**Text segment:**
The English army travelled on to Calais from where Henry returned to England. On 23 November he made a triumphal entry to London amid scenes of great rejoicing.

Harfleur gave Henry a new bargaining counter with France and diplomacy was resumed, and this time the king was assisted in the negotiations by the Emperor Sigismund, who paid a long state visit to England in the summer of 1416. Sigismund was acting as the peace-maker of Europe. He was intent on solving the problems of the divided church and wished to unite all Christian monarchs in this enterprise. However, the French king was mentally incapable, and the
dauphin could think of nothing but casting off the humiliation of the recent defeat. As for the Duke of Burgundy, Henry’s supposed ally, he was too duplicitous to be trusted.

French land and sea forces blockaded Harfleur and had every expectation of depriving Henry of this prize. In August the king’s brother, John, Duke of Bedford, led a fleet to the mouth of the Seine and broke the blockade, and at the same time Henry and Sigismund signed a treaty of mutual defence. In October 1416 Henry, having exhausted all diplomatic means, obtained from parliament a grant of taxation to resume the war.

1417–20

In August 1417 Henry was back in France with a new army equipped with cannon to reduce any towns or castles that resisted him. In September he seized Caen and made it the centre of his administration of the province. Other major towns were taken over the following months. On 31 July 1418 he began the siege of Rouen, which held out until the following 19 January.

Thereafter, the king moved his headquarters to the conquered city and began to distribute lands in Normandy to his more trusted followers. He was making it clear that he had come to stay. He now controlled Paris’s outlet to the sea, and this put him in a strong bargaining position. Still the dauphin declined to meet Henry and discuss his claims, so it was without the dauphin that Henry met with Burgundy, Queen Isabel and Princess Catherine at Meulan at
the end of May. The king was enraptured by Catherine but refused to modify his claims. Meanwhile, Burgundy continued to play his double game. On 10 September he went to Montereau for more talks with the heir to the French throne. There he was murdered, doubtless on the dauphin’s orders.

**Provided data:**
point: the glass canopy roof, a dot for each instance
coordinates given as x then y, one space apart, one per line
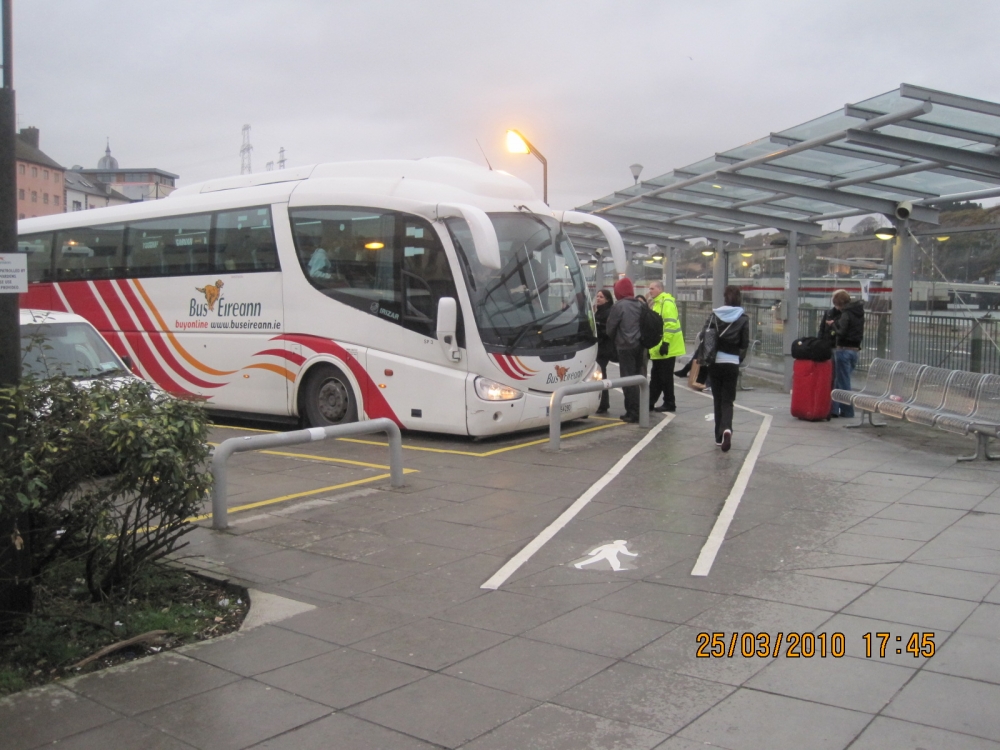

**Task A:**
In the passage on Henry's wars in France, write out the part between "Thereafter, the king" and "the dauphin’s orders.", inclusive, substituting "Katherine" for "Catherine".
**Task B:**
Answer these questions from the passage on Henry's wars in France:
(i) On what date did Henry make his triumphal entry to London?
(ii) Which town did Henry seize in September 1417 and make the center of his administration of the province?
(iii) Where was Burgundy murdered?

**Complete output A:**
Thereafter, the king moved his headquarters to the conquered city and began to distribute lands in Normandy to his more trusted followers. He was making it clear that he had come to stay. He now controlled Paris’s outlet to the sea, and this put him in a strong bargaining position. Still the dauphin declined to meet Henry and discuss his claims, so it was without the dauphin that Henry met with Burgundy, Queen Isabel and Princess Katherine at Meulan at
the end of May. The king was enraptured by Katherine but refused to modify his claims. Meanwhile, Burgundy continued to play his double game. On 10 September he went to Montereau for more talks with the heir to the French throne. There he was murdered, doubtless on the dauphin’s orders.

**Complete output B:**
(i) 23 November
(ii) Caen
(iii) Montereau